## Your objective
Reproduce the listing below from its first line through the line containing "POLYGON ((384 254, 365", both ends included, and leave the pictures out of your answer.

## Annotation records

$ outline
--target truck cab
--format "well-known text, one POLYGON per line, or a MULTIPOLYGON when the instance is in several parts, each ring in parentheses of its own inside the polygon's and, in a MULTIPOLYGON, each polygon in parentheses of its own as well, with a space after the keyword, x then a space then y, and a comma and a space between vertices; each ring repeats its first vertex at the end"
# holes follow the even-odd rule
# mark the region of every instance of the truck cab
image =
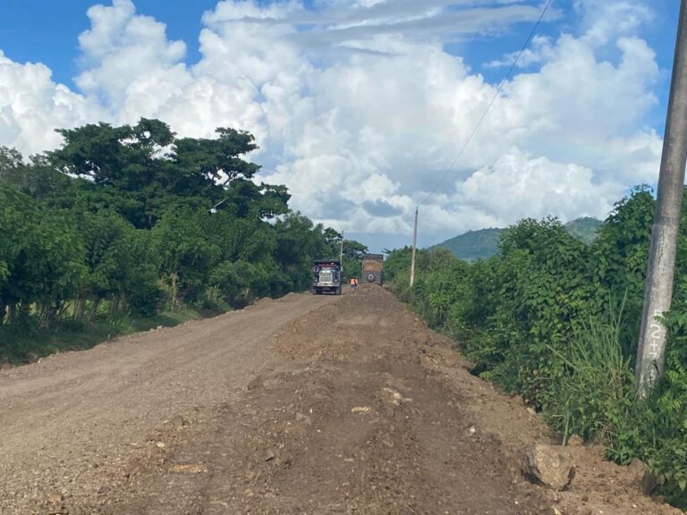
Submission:
POLYGON ((312 271, 315 280, 312 284, 312 291, 315 295, 322 293, 334 293, 341 295, 343 288, 341 281, 344 269, 338 259, 316 259, 313 262, 312 271))
POLYGON ((384 254, 365 254, 362 257, 362 278, 367 283, 382 285, 384 254))

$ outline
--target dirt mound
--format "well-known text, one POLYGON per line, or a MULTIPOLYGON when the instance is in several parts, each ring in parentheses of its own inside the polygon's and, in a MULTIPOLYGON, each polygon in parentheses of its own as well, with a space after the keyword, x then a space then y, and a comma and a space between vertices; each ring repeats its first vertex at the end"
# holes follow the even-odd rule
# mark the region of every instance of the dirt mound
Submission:
MULTIPOLYGON (((0 460, 6 481, 0 494, 10 502, 0 504, 0 511, 679 513, 641 495, 636 476, 603 461, 596 448, 561 450, 576 469, 564 492, 529 481, 522 469, 526 449, 554 440, 537 416, 471 376, 448 342, 378 287, 343 297, 294 296, 137 338, 147 345, 135 339, 118 343, 126 345, 123 355, 131 373, 120 370, 122 378, 111 375, 108 382, 96 383, 99 396, 92 404, 93 393, 79 383, 89 376, 66 376, 72 398, 81 399, 81 410, 89 406, 89 418, 75 418, 61 406, 59 420, 70 424, 61 431, 50 426, 56 438, 32 431, 21 439, 16 427, 0 426, 5 439, 26 447, 13 459, 13 452, 4 450, 10 460, 4 458, 4 469, 0 460), (294 321, 294 310, 314 307, 319 308, 294 321), (268 328, 277 324, 282 332, 266 343, 268 328), (212 344, 199 353, 206 341, 212 344), (140 370, 131 358, 143 350, 148 364, 140 370), (138 386, 130 390, 130 384, 138 386), (165 418, 151 426, 148 410, 165 418), (20 466, 21 458, 35 453, 29 448, 33 444, 49 454, 49 473, 36 460, 20 466), (72 471, 79 471, 82 484, 64 479, 72 471), (22 481, 36 492, 44 485, 49 490, 32 504, 22 503, 16 495, 22 481)), ((99 351, 114 359, 115 350, 99 351)), ((55 365, 62 363, 69 372, 79 356, 44 366, 57 375, 55 365)), ((102 377, 102 363, 89 363, 84 367, 94 370, 93 377, 102 377)), ((14 406, 14 419, 26 422, 17 406, 28 397, 18 397, 14 405, 6 399, 35 388, 36 369, 26 374, 25 386, 17 382, 4 393, 0 388, 2 407, 14 406)), ((41 394, 51 399, 47 392, 41 394)))

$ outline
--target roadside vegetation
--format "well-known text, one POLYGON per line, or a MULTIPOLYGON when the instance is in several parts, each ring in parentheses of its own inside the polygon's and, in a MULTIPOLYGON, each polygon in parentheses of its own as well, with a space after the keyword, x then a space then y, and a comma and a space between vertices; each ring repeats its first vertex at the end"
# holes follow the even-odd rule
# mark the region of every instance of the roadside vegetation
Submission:
MULTIPOLYGON (((157 120, 0 148, 0 363, 303 291, 340 235, 256 183, 252 135, 179 138, 157 120)), ((346 242, 347 267, 367 249, 346 242)))
POLYGON ((385 270, 401 299, 460 342, 474 373, 522 395, 564 440, 600 443, 618 463, 642 460, 665 477, 662 494, 687 508, 687 209, 663 321, 666 374, 646 401, 634 390, 653 209, 640 187, 589 244, 556 219, 528 219, 488 259, 420 250, 412 291, 409 248, 390 251, 385 270))

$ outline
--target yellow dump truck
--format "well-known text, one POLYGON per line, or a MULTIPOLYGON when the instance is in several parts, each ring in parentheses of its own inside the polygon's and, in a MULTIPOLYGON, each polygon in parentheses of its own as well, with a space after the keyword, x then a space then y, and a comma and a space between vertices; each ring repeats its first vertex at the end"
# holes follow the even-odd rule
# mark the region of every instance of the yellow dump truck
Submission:
POLYGON ((384 281, 383 254, 365 254, 362 257, 362 280, 369 283, 382 284, 384 281))

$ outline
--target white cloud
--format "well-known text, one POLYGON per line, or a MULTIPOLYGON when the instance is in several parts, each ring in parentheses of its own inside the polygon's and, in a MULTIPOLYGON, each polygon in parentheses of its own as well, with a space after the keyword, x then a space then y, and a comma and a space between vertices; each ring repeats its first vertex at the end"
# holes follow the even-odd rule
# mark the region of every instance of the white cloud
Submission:
POLYGON ((36 151, 59 144, 53 128, 140 116, 182 135, 246 129, 261 146, 262 178, 289 186, 295 208, 346 232, 393 234, 424 203, 432 240, 522 216, 602 216, 628 187, 655 180, 661 141, 644 120, 659 71, 636 35, 651 16, 643 4, 578 0, 576 35, 536 38, 522 63, 530 71, 505 85, 432 197, 496 92, 444 43, 531 23, 541 6, 317 5, 219 2, 203 16, 192 64, 131 0, 94 6, 80 38, 81 94, 43 65, 0 55, 0 144, 36 151))
POLYGON ((55 130, 103 115, 98 106, 55 84, 41 63, 20 64, 0 50, 0 145, 27 155, 60 145, 55 130))

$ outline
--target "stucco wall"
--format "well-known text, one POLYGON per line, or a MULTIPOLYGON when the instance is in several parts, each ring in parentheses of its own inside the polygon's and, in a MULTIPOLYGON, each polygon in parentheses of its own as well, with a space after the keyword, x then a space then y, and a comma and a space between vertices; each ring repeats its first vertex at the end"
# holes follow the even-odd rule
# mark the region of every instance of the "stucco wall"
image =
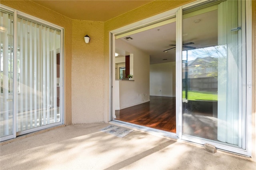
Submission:
POLYGON ((40 6, 31 1, 1 0, 0 3, 64 28, 65 120, 72 122, 71 64, 72 20, 70 18, 40 6))
POLYGON ((72 24, 72 122, 103 122, 104 23, 73 20, 72 24))

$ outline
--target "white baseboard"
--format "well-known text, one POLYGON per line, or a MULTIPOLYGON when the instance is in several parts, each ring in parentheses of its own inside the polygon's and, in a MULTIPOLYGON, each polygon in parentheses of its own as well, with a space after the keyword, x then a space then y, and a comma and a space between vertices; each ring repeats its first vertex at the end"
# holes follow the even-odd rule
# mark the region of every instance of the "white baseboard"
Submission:
POLYGON ((175 97, 175 96, 172 96, 172 95, 164 95, 164 94, 150 94, 150 96, 161 96, 161 97, 175 97))
POLYGON ((142 104, 142 103, 146 103, 146 102, 150 102, 150 100, 147 100, 144 101, 143 102, 140 102, 139 103, 135 103, 135 104, 131 104, 131 105, 128 105, 128 106, 123 106, 123 107, 120 107, 120 109, 117 109, 117 110, 121 110, 121 109, 124 109, 125 108, 128 108, 129 107, 132 107, 132 106, 134 106, 138 105, 138 104, 142 104))

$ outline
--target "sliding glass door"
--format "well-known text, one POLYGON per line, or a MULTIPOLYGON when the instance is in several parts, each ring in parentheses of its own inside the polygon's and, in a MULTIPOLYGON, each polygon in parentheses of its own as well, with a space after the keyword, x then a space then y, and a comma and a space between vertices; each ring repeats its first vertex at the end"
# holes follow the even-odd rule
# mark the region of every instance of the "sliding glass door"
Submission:
POLYGON ((1 9, 1 141, 63 124, 62 31, 18 14, 1 9))
POLYGON ((13 14, 1 10, 0 135, 13 134, 13 14))
POLYGON ((220 1, 183 12, 185 137, 245 148, 245 3, 220 1))
POLYGON ((20 16, 17 28, 18 132, 60 121, 60 31, 20 16))

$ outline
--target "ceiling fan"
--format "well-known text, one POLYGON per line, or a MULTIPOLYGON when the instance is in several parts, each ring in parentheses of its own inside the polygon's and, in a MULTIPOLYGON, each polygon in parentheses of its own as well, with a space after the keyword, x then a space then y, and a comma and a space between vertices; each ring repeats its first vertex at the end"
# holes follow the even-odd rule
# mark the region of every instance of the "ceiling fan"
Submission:
MULTIPOLYGON (((188 45, 193 44, 195 44, 195 43, 194 43, 193 42, 188 42, 187 43, 183 44, 182 44, 182 48, 188 48, 188 49, 191 49, 191 50, 196 49, 196 48, 195 47, 192 47, 191 46, 187 46, 188 45)), ((174 47, 172 47, 172 48, 169 48, 169 49, 168 49, 168 50, 165 50, 164 51, 164 52, 165 52, 166 51, 167 51, 168 50, 170 50, 172 49, 172 48, 176 48, 176 45, 171 44, 171 45, 169 45, 169 46, 174 46, 174 47)))

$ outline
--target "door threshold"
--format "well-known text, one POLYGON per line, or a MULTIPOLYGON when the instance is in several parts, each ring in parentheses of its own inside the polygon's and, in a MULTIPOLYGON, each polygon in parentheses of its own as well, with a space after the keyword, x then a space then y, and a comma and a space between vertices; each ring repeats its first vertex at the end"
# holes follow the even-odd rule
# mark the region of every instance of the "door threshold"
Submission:
POLYGON ((143 132, 148 132, 154 135, 160 136, 160 137, 164 136, 170 138, 172 139, 178 139, 178 137, 176 135, 176 134, 174 133, 166 132, 164 130, 154 129, 154 128, 149 128, 148 127, 144 126, 143 126, 138 125, 137 124, 114 119, 112 121, 110 122, 109 123, 131 128, 133 129, 141 130, 143 132))

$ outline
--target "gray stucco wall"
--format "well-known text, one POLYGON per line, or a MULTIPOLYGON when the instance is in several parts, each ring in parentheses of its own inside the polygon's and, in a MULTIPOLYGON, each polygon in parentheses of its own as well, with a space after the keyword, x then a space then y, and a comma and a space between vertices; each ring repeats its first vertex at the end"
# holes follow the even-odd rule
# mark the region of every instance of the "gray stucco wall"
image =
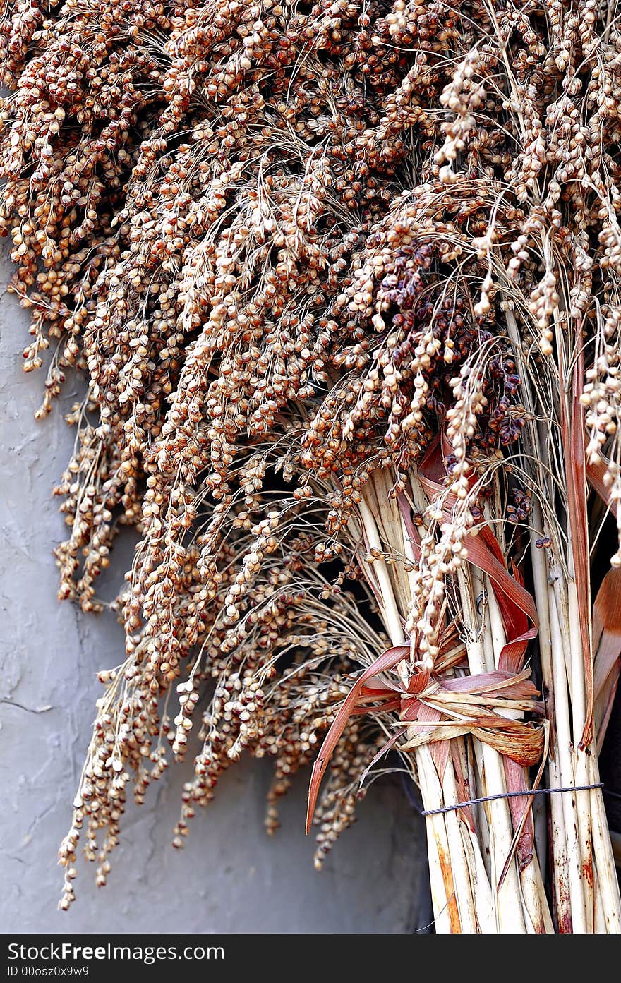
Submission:
MULTIPOLYGON (((6 249, 0 283, 11 274, 6 249)), ((68 913, 56 903, 56 863, 86 747, 95 671, 119 662, 111 615, 56 601, 52 549, 63 536, 51 489, 73 432, 55 412, 36 423, 43 374, 22 372, 28 318, 0 296, 0 931, 414 932, 429 921, 423 821, 396 781, 376 782, 321 873, 304 836, 308 775, 263 832, 269 764, 232 768, 194 820, 185 850, 171 845, 191 763, 174 766, 130 808, 106 888, 85 863, 68 913), (46 709, 49 708, 49 709, 46 709)), ((68 380, 63 403, 76 396, 68 380)), ((125 545, 126 555, 131 544, 125 545)), ((121 549, 123 552, 123 549, 121 549)), ((125 570, 117 554, 113 569, 125 570)), ((114 592, 111 590, 111 595, 114 592)))

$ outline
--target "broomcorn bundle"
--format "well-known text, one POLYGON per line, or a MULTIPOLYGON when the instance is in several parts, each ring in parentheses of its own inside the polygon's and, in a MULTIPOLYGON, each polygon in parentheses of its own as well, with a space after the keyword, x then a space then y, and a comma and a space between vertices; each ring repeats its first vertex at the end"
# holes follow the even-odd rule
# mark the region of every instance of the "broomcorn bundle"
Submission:
POLYGON ((320 865, 392 750, 439 931, 619 931, 620 41, 596 0, 4 4, 39 416, 86 379, 60 596, 140 539, 61 906, 198 730, 178 846, 249 751, 270 832, 315 761, 320 865))

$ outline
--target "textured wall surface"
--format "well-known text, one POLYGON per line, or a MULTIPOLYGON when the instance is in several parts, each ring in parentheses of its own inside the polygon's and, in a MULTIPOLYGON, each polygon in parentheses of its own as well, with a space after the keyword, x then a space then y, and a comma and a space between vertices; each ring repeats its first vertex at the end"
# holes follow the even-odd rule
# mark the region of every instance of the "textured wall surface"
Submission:
MULTIPOLYGON (((10 276, 6 250, 0 281, 10 276)), ((186 848, 170 845, 190 763, 130 808, 108 886, 81 864, 77 902, 56 903, 58 844, 88 742, 98 669, 116 665, 121 629, 56 601, 52 549, 63 536, 51 489, 73 432, 60 412, 36 423, 42 372, 26 376, 28 317, 0 296, 0 926, 4 932, 416 932, 430 921, 423 821, 396 780, 376 782, 321 873, 303 832, 308 775, 263 832, 269 764, 235 766, 197 816, 186 848)), ((64 404, 76 397, 69 379, 64 404)), ((61 406, 57 407, 58 410, 61 406)), ((125 557, 117 555, 121 576, 125 557)), ((123 549, 120 550, 123 552, 123 549)), ((109 596, 115 593, 108 585, 109 596)))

## Written answer
$ outline
--target truck cab
--format "well-known text, one POLYGON per line, or a MULTIPOLYGON when the instance is in several parts, each ring in parentheses of its own inside the polygon's and, in a MULTIPOLYGON, each polygon in parentheses of its own as well, with a space after the keyword, x then a space then y, and a comma and a space between vertices; each ring repeats its first vertex at the end"
# holes follow the even-odd rule
# mark the region of every instance of the truck cab
image =
Submission:
POLYGON ((312 271, 315 280, 312 284, 312 291, 315 295, 322 293, 334 293, 341 295, 343 288, 341 281, 344 269, 338 259, 316 259, 313 262, 312 271))
POLYGON ((384 254, 365 254, 362 257, 362 278, 367 283, 382 285, 384 254))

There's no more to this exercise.